>> begin Document segment

For the expression to be Tautology, T -> F should not arise. So taking a = False, c= False and ~b = True,

(~b -> (a˄c)) = False

and (a <-> c)  = True

So, True -> False, scenario is arising. So option B is the correct answer.

For all other expressions, True-> False scenario will not arise.
1 vote
0
I also got B :)
0
0
Option A is a Tautology by Hypothetical Syllogism.Just refer Rosen.

Option C can be proven by simplification. If a,b,c are true then defenitely c or a will be true.

In the case of Option D , just expand it you will get a ,b and negation a. with OR gate inbetween them. 'a' and 'negation a' will give True. Anything 'OR'ed with True will be true. Hence that will also become a Tautology.

>> end Document segment

Given exercise a
Output every line of the entries below as a JSON list of strings, one string per line, with blank lines left out.

>> begin Provided data

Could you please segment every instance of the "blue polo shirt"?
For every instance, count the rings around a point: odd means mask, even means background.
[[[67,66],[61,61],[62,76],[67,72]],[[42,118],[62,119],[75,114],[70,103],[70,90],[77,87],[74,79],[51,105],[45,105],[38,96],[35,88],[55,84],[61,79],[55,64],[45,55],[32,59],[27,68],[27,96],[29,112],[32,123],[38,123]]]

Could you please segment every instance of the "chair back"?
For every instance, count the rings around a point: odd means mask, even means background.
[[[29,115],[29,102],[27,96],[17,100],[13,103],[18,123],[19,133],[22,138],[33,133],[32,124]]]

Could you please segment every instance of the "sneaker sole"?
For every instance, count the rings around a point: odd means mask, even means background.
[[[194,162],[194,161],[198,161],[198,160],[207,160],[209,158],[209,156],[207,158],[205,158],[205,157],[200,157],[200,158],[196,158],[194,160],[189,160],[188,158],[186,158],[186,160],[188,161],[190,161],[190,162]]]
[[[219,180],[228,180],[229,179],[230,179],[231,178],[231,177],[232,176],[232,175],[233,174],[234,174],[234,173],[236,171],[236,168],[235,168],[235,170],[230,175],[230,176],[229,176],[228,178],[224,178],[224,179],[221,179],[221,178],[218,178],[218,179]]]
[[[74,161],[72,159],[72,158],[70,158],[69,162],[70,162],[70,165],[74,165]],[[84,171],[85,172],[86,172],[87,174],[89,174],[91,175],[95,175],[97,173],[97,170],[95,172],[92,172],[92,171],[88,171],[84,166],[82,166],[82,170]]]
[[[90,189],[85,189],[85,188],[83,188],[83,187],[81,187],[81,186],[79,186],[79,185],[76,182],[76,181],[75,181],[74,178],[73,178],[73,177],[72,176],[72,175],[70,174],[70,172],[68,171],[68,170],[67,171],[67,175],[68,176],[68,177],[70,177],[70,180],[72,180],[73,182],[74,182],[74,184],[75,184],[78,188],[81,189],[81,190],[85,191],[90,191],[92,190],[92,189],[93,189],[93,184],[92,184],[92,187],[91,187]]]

>> end Provided data

Given exercise b
Please copy everything in the tautology discussion from "For all other" down to "a will be true.".

Expected output a
[
  "Could you please segment every instance of the \"blue polo shirt\"?",
  "For every instance, count the rings around a point: odd means mask, even means background.",
  "[[[67,66],[61,61],[62,76],[67,72]],[[42,118],[62,119],[75,114],[70,103],[70,90],[77,87],[74,79],[51,105],[45,105],[38,96],[35,88],[55,84],[61,79],[55,64],[45,55],[32,59],[27,68],[27,96],[29,112],[32,123],[38,123]]]",
  "Could you please segment every instance of the \"chair back\"?",
  "For every instance, count the rings around a point: odd means mask, even means background.",
  "[[[29,115],[29,102],[27,96],[17,100],[13,103],[18,123],[19,133],[22,138],[33,133],[32,124]]]",
  "Could you please segment every instance of the \"sneaker sole\"?",
  "For every instance, count the rings around a point: odd means mask, even means background.",
  "[[[194,162],[194,161],[198,161],[198,160],[207,160],[209,158],[209,156],[207,158],[205,158],[205,157],[200,157],[200,158],[196,158],[194,160],[189,160],[188,158],[186,158],[186,160],[188,161],[190,161],[190,162]]]",
  "[[[219,180],[228,180],[229,179],[230,179],[231,178],[231,177],[232,176],[232,175],[233,174],[234,174],[234,173],[236,171],[236,168],[235,168],[235,170],[230,175],[230,176],[229,176],[228,178],[224,178],[224,179],[221,179],[221,178],[218,178],[218,179]]]",
  "[[[74,161],[72,159],[72,158],[70,158],[69,162],[70,162],[70,165],[74,165]],[[84,171],[85,172],[86,172],[87,174],[89,174],[91,175],[95,175],[97,173],[97,170],[95,172],[92,172],[92,171],[88,171],[84,166],[82,166],[82,170]]]",
  "[[[90,189],[85,189],[85,188],[83,188],[83,187],[81,187],[81,186],[79,186],[79,185],[76,182],[76,181],[75,181],[74,178],[73,178],[73,177],[72,176],[72,175],[70,174],[70,172],[68,171],[68,170],[67,171],[67,175],[68,176],[68,177],[70,177],[70,180],[72,180],[73,182],[74,182],[74,184],[75,184],[78,188],[81,189],[81,190],[85,191],[90,191],[92,190],[92,189],[93,189],[93,184],[92,184],[92,187],[91,187]]]"
]

Expected output b
For all other expressions, True-> False scenario will not arise.
1 vote
0
I also got B :)
0
0
Option A is a Tautology by Hypothetical Syllogism.Just refer Rosen.

Option C can be proven by simplification. If a,b,c are true then defenitely c or a will be true.